Text block START

I am one with those feelings. But as far as possible, I would mandate myself to view it objectively. I view it likewise.
I came to Chennai in 1979 during my wanderer days - while in my college final year. Perambur was a place of publishers. I lived there. I have chronicled my experiences in my novel "Purappaadu" (புறப்பாடு). Many faces from those days rush to my thoughts.
I have come to Chennai after that for many reasons. The house of my friend Sendhooram Jagadish was my Chennai residence. Later, it was the mansion room of Rajamaarthaandan Annachchi in Triplicane. Then, it was the Royapettah house of Thamizhini Vasanthakumar. After that, as I entered Cinema, I started lodging in hotels frequently.
The hotels of the early days were Pratap Plaza and Vijay Park. Later it was Green Park. There are now several hotels which have become like my residence and in which I have stayed for more days than my home. I have even stayed in an hotel room for a month without ever coming out.
Some of my dearest ones have adorned Chennai as its identity. For instance, Jayakanthan and Ashokamitran. They have both written about the the two worlds of Chennai respectively. My dearest magazine offices were in Chennai - Deepam office, Kanaiyaazhi office. The Bells road which housed the Kanaiyaazhi office was very near to the beach.
Several of my beloved friends are from Chennai. Eg: Anbu. Today, I have a friends group that is akin to an organization. We are conducting Literary events every year in Chennai. Whenever I visit Chennai, friends visit me at my hotel room and our conversations would resemble a literary event.
I have stayed put in the Chennai's museum and libraries for months together. I have roamed to the corners of Chennai to visit its historical identities. Attoor Ravi Varma is quite fond of Chennai's music festival. I have gone with him there. I have been visiting Chennai book fair since the days it was held in Chennai's Woodland Drive-in hotel.
Naanjil Naadan used to say that the literary event that me and my friend Sendhooram Jagadish organized in 1994 was the first such event for him. The book launch event for my "Rubber" novel and the Akhilan Memorial Prize distribution event in 1990 were the first literary event organized for me. The book launch event for the novel "Vishnupuram" was organized by Sendhooram Jagadish in 1997 at Devaneya Paavaanar auditorium. How many such events and festivals!!!
Memories keep streaming in one after another. All sweet memories. I do not have any bitter memory associated with Chennai. One unhappy thought is about the movie "Kasthurimaan". Its failure turned Lohithadas' life sorrowful. But that is also a part of this game. The days of making of that movie were quite delightful for me personally.

Text block END

Quote word for word everything in the Chennai recollections above, from "Naanjil Naadan used" down to "events and festivals!!!".

Excerpted records START

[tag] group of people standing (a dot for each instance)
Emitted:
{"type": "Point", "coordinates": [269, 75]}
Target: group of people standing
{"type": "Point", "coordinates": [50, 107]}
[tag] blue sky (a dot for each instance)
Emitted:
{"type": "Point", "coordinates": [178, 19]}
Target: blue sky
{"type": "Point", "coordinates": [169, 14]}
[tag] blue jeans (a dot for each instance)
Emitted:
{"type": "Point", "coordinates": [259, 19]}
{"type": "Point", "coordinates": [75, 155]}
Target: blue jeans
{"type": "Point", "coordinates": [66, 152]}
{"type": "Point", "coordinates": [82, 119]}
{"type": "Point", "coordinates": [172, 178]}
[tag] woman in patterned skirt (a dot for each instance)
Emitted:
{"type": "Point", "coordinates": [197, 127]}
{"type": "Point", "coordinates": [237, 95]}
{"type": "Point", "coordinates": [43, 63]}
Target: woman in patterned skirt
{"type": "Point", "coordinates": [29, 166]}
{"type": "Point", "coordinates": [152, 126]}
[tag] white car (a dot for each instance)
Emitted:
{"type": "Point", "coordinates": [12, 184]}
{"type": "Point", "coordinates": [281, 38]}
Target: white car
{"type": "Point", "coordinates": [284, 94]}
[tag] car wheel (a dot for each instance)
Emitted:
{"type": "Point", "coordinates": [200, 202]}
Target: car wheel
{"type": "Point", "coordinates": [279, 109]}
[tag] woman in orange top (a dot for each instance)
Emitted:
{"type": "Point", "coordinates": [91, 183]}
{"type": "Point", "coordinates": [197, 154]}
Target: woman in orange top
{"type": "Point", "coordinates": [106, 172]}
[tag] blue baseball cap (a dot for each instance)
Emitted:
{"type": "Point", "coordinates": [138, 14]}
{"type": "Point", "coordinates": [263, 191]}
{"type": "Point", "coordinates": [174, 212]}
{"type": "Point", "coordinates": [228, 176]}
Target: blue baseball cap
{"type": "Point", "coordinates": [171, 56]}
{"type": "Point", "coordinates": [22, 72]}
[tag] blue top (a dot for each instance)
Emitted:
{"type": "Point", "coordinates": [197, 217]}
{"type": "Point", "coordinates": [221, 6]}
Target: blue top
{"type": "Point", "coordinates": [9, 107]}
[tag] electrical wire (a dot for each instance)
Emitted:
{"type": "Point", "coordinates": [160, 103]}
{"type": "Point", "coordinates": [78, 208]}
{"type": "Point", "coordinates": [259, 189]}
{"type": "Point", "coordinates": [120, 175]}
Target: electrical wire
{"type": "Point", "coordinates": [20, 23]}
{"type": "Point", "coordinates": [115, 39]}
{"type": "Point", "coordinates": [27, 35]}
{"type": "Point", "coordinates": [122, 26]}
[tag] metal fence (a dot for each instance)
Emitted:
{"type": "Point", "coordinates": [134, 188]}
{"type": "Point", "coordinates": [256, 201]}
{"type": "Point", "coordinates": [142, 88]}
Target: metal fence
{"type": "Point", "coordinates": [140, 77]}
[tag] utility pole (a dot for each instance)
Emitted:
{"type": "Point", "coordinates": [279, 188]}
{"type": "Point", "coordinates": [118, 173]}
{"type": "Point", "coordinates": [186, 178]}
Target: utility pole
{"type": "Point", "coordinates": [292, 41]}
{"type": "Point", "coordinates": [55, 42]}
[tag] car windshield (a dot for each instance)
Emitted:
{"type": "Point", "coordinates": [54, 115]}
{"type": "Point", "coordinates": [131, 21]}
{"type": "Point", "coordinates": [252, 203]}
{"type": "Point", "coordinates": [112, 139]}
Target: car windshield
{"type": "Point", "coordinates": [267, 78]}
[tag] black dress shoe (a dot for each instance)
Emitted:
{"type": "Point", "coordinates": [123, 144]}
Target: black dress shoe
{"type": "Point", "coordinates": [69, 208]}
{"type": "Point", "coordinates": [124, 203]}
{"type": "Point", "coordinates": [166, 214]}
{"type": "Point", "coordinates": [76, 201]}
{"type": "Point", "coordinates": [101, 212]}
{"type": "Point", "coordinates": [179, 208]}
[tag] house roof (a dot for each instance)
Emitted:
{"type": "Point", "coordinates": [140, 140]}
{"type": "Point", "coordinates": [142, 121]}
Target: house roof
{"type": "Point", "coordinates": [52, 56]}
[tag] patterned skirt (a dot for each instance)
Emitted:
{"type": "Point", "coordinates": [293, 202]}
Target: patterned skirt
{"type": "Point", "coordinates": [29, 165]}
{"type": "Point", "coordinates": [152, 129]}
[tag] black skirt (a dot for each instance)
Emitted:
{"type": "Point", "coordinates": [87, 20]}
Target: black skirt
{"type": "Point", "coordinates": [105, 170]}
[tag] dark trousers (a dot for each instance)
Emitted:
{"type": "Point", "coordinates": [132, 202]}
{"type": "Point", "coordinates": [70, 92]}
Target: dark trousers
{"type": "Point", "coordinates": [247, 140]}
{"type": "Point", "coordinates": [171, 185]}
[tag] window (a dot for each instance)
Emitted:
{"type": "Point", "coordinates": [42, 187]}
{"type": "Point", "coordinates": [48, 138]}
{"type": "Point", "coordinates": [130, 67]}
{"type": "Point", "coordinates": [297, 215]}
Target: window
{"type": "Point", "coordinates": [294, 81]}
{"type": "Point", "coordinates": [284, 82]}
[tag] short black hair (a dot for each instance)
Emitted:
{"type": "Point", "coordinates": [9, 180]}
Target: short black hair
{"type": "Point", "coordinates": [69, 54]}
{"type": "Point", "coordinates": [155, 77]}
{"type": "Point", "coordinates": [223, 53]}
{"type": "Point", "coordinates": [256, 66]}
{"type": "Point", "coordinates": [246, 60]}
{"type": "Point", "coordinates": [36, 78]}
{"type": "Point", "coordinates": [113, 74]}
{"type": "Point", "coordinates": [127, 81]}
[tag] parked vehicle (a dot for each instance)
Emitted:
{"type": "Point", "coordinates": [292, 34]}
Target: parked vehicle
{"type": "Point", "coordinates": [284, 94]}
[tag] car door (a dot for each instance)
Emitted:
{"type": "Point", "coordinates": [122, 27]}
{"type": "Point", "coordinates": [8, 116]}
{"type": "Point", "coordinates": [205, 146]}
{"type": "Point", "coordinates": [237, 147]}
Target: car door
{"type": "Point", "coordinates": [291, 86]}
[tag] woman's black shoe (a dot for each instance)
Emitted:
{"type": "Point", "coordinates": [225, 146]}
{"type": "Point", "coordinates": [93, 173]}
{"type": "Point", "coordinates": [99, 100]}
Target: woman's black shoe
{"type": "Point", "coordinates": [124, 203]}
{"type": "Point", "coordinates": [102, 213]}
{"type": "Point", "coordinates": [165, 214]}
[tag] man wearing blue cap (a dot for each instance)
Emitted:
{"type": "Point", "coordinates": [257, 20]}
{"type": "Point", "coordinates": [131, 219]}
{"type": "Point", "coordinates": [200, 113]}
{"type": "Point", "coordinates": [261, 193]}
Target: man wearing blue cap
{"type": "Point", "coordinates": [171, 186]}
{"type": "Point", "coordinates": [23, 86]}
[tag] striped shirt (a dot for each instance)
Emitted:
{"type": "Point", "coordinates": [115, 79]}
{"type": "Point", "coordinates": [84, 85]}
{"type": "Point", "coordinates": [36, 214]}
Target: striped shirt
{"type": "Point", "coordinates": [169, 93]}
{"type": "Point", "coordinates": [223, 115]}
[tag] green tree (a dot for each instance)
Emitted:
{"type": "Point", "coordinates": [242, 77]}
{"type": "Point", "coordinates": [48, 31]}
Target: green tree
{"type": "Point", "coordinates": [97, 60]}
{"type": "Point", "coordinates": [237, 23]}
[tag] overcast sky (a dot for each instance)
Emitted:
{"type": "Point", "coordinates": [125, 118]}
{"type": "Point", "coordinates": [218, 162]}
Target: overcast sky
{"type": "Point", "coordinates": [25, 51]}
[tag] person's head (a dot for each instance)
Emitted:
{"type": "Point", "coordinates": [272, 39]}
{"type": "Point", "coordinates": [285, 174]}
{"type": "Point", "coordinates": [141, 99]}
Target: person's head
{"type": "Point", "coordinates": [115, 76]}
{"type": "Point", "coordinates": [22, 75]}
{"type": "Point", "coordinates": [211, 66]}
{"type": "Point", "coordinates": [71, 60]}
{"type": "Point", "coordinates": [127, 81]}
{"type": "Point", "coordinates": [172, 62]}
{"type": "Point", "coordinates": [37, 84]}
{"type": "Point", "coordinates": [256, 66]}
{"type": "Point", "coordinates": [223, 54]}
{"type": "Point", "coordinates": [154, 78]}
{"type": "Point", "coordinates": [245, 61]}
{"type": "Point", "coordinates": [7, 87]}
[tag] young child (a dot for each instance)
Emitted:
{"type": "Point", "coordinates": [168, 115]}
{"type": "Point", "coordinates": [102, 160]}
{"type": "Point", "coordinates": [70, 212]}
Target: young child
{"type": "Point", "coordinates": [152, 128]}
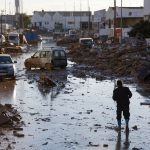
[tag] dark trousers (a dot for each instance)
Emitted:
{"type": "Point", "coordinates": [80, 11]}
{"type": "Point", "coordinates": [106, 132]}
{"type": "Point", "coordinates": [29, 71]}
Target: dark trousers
{"type": "Point", "coordinates": [125, 110]}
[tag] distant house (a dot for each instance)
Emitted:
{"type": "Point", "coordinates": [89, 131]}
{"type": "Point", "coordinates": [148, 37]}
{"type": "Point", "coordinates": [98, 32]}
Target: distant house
{"type": "Point", "coordinates": [126, 17]}
{"type": "Point", "coordinates": [61, 20]}
{"type": "Point", "coordinates": [130, 16]}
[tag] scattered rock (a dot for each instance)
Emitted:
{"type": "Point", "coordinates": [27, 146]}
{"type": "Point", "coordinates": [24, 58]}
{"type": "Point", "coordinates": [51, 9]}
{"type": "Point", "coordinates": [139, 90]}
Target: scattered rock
{"type": "Point", "coordinates": [135, 127]}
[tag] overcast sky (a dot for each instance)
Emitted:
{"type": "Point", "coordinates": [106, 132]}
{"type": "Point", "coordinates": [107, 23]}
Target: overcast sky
{"type": "Point", "coordinates": [63, 5]}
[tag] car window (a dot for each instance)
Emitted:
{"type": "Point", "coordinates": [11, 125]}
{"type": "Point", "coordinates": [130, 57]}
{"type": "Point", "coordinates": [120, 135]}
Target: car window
{"type": "Point", "coordinates": [5, 60]}
{"type": "Point", "coordinates": [56, 54]}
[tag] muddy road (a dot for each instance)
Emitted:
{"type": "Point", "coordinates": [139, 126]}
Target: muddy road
{"type": "Point", "coordinates": [77, 114]}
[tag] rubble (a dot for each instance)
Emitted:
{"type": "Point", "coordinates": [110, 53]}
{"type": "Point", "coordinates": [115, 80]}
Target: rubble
{"type": "Point", "coordinates": [124, 60]}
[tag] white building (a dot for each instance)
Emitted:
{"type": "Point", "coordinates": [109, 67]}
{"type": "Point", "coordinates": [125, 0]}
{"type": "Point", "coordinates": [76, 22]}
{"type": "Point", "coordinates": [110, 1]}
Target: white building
{"type": "Point", "coordinates": [147, 9]}
{"type": "Point", "coordinates": [99, 19]}
{"type": "Point", "coordinates": [59, 20]}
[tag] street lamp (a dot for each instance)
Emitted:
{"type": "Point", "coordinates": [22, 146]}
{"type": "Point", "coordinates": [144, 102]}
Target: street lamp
{"type": "Point", "coordinates": [114, 20]}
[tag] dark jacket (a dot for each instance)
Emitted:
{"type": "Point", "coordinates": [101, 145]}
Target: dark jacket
{"type": "Point", "coordinates": [121, 95]}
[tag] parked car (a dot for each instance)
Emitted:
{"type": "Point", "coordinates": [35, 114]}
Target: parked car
{"type": "Point", "coordinates": [86, 42]}
{"type": "Point", "coordinates": [47, 59]}
{"type": "Point", "coordinates": [7, 66]}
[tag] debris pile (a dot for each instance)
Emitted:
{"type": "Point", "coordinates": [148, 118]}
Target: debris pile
{"type": "Point", "coordinates": [119, 60]}
{"type": "Point", "coordinates": [9, 117]}
{"type": "Point", "coordinates": [46, 81]}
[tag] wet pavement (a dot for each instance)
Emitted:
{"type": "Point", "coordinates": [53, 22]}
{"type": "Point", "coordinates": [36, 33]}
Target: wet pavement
{"type": "Point", "coordinates": [77, 114]}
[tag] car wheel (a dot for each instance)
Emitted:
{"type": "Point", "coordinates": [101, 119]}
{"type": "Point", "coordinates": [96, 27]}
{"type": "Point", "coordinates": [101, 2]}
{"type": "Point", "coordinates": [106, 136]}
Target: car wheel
{"type": "Point", "coordinates": [48, 66]}
{"type": "Point", "coordinates": [28, 66]}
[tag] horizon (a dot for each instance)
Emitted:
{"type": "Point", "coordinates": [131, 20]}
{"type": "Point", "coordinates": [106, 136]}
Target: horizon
{"type": "Point", "coordinates": [8, 7]}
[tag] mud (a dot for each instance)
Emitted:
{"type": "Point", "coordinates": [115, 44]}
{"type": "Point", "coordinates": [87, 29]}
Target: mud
{"type": "Point", "coordinates": [77, 114]}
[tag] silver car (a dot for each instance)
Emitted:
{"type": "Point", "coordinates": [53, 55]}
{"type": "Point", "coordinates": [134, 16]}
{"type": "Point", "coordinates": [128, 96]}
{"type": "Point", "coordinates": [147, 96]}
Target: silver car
{"type": "Point", "coordinates": [7, 66]}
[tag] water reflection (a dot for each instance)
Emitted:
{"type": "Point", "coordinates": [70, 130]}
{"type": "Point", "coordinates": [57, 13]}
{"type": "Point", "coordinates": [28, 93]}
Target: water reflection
{"type": "Point", "coordinates": [48, 83]}
{"type": "Point", "coordinates": [7, 91]}
{"type": "Point", "coordinates": [126, 143]}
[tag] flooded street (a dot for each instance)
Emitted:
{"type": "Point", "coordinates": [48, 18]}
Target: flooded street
{"type": "Point", "coordinates": [77, 114]}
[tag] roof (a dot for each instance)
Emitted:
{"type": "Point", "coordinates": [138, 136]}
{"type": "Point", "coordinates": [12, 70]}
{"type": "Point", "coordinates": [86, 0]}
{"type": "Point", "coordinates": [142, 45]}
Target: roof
{"type": "Point", "coordinates": [128, 7]}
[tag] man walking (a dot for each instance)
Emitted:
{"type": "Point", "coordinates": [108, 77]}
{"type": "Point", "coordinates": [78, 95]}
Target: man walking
{"type": "Point", "coordinates": [122, 95]}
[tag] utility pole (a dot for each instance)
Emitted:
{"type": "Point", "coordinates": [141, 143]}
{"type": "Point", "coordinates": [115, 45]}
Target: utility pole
{"type": "Point", "coordinates": [121, 24]}
{"type": "Point", "coordinates": [114, 20]}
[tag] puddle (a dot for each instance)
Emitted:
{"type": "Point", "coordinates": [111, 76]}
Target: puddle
{"type": "Point", "coordinates": [78, 114]}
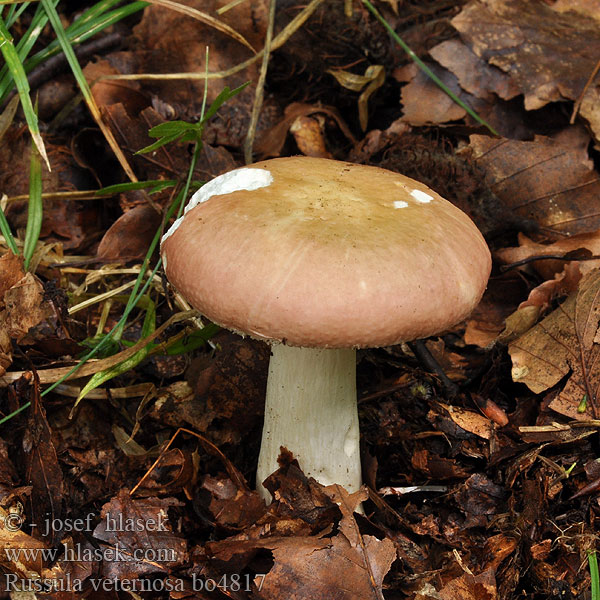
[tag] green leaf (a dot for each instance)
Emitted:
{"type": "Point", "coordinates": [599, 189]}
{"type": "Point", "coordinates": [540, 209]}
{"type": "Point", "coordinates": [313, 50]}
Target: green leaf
{"type": "Point", "coordinates": [195, 340]}
{"type": "Point", "coordinates": [159, 143]}
{"type": "Point", "coordinates": [35, 210]}
{"type": "Point", "coordinates": [152, 185]}
{"type": "Point", "coordinates": [101, 377]}
{"type": "Point", "coordinates": [426, 69]}
{"type": "Point", "coordinates": [170, 128]}
{"type": "Point", "coordinates": [225, 95]}
{"type": "Point", "coordinates": [18, 73]}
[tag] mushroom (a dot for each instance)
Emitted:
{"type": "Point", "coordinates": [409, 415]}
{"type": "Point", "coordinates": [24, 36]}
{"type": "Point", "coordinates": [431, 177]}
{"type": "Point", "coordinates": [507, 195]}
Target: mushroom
{"type": "Point", "coordinates": [320, 257]}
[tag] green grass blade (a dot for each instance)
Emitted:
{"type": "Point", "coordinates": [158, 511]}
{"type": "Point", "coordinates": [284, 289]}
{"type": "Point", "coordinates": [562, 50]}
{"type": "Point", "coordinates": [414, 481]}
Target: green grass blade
{"type": "Point", "coordinates": [7, 233]}
{"type": "Point", "coordinates": [16, 69]}
{"type": "Point", "coordinates": [67, 49]}
{"type": "Point", "coordinates": [151, 185]}
{"type": "Point", "coordinates": [28, 39]}
{"type": "Point", "coordinates": [133, 361]}
{"type": "Point", "coordinates": [35, 208]}
{"type": "Point", "coordinates": [81, 30]}
{"type": "Point", "coordinates": [426, 69]}
{"type": "Point", "coordinates": [594, 575]}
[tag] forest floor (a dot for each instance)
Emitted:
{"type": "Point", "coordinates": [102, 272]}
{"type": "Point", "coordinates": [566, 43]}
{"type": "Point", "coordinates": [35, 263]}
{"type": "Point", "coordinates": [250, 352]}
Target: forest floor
{"type": "Point", "coordinates": [481, 466]}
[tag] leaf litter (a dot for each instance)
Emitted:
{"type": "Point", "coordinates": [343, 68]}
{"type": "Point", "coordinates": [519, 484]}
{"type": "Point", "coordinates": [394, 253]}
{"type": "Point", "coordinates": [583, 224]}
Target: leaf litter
{"type": "Point", "coordinates": [490, 492]}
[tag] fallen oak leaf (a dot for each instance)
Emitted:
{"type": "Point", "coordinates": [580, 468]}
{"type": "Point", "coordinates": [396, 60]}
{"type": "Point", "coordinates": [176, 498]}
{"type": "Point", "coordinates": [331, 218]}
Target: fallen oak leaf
{"type": "Point", "coordinates": [551, 182]}
{"type": "Point", "coordinates": [564, 343]}
{"type": "Point", "coordinates": [582, 246]}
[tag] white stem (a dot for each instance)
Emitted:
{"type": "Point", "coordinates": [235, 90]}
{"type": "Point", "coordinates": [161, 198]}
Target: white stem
{"type": "Point", "coordinates": [311, 410]}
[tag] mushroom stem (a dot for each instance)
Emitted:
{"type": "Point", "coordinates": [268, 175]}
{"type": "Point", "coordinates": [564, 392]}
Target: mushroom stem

Excerpted records END

--- Answer to the exercise ---
Naanjil Naadan used to say that the literary event that me and my friend Sendhooram Jagadish organized in 1994 was the first such event for him. The book launch event for my "Rubber" novel and the Akhilan Memorial Prize distribution event in 1990 were the first literary event organized for me. The book launch event for the novel "Vishnupuram" was organized by Sendhooram Jagadish in 1997 at Devaneya Paavaanar auditorium. How many such events and festivals!!!